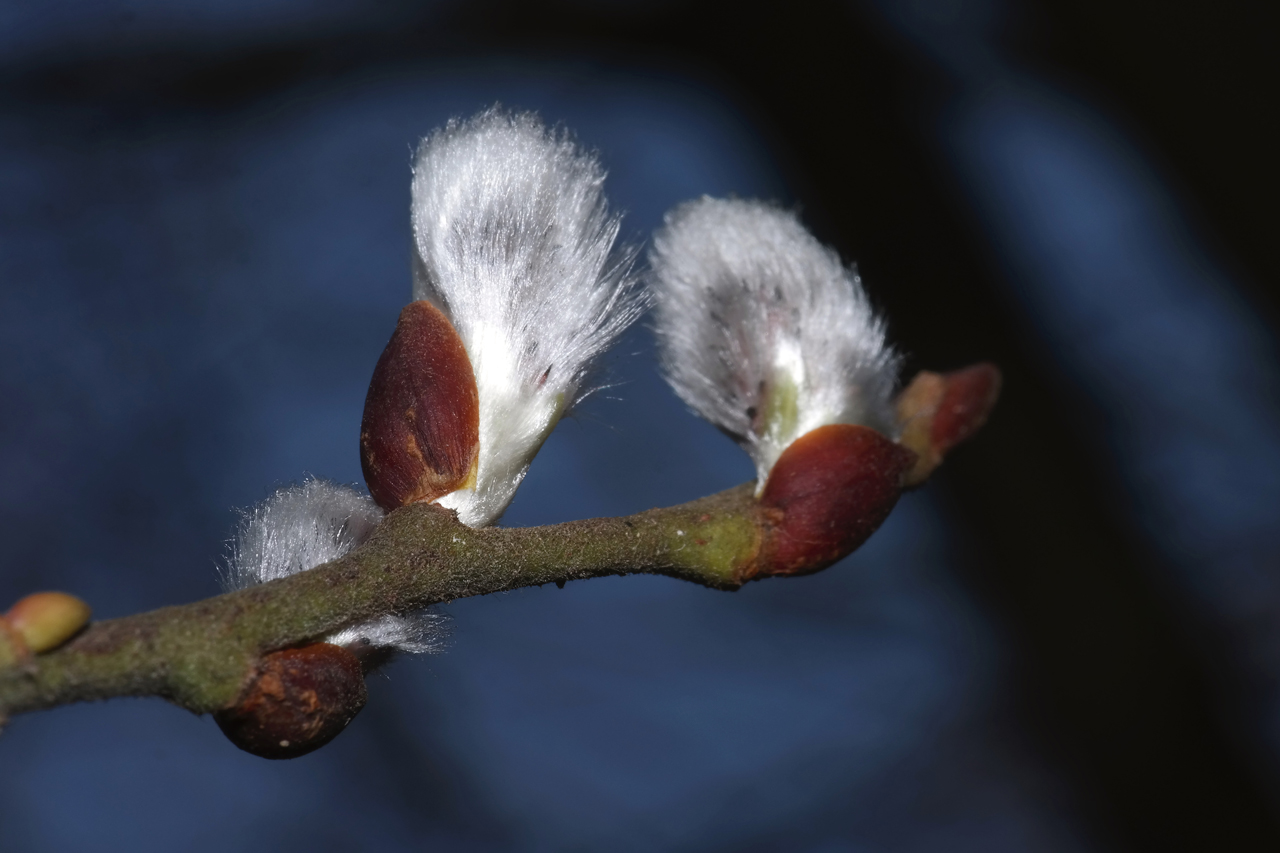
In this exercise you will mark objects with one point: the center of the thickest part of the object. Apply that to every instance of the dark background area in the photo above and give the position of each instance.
(1068, 641)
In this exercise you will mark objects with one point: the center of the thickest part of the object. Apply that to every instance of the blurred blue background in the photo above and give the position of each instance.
(1069, 641)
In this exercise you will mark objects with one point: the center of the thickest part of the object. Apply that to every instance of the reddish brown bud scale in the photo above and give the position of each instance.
(420, 436)
(937, 411)
(297, 701)
(826, 495)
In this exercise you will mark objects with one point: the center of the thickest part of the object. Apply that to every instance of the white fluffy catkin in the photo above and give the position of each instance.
(302, 527)
(763, 331)
(515, 243)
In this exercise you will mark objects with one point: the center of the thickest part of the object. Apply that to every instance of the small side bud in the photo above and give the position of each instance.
(420, 436)
(827, 493)
(937, 411)
(46, 620)
(297, 701)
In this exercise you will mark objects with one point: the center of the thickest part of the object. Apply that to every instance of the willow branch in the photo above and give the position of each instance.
(200, 655)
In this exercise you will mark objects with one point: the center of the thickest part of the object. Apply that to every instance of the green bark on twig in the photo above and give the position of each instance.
(200, 655)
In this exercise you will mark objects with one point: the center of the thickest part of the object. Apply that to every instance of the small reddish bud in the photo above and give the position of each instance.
(420, 436)
(46, 620)
(826, 495)
(297, 701)
(937, 411)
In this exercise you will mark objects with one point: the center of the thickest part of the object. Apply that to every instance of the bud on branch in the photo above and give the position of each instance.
(517, 291)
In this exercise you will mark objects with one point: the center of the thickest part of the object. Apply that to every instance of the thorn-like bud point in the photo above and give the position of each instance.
(297, 701)
(420, 436)
(827, 493)
(42, 621)
(937, 411)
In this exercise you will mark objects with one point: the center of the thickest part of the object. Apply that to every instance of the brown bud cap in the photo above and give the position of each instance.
(826, 495)
(937, 411)
(420, 437)
(297, 701)
(46, 620)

····················

Repeat, word for word, everything from the line containing "of the thorn-like" down to the end of the material, including both of those ends.

▶ TASK RESULT
In this exercise you will mark objects with one point: the center of the thickest part of the object. Apply that to every instance of the thorn-like bud point in the photo above and give the position of each instance.
(297, 701)
(420, 436)
(827, 493)
(42, 621)
(937, 411)
In this exercise you will mark objects with one point: the center of the thickest part of the object. Apply that to every instance of the brown bud cap in the photo above and give the position of each instance.
(826, 495)
(937, 411)
(420, 437)
(297, 701)
(46, 620)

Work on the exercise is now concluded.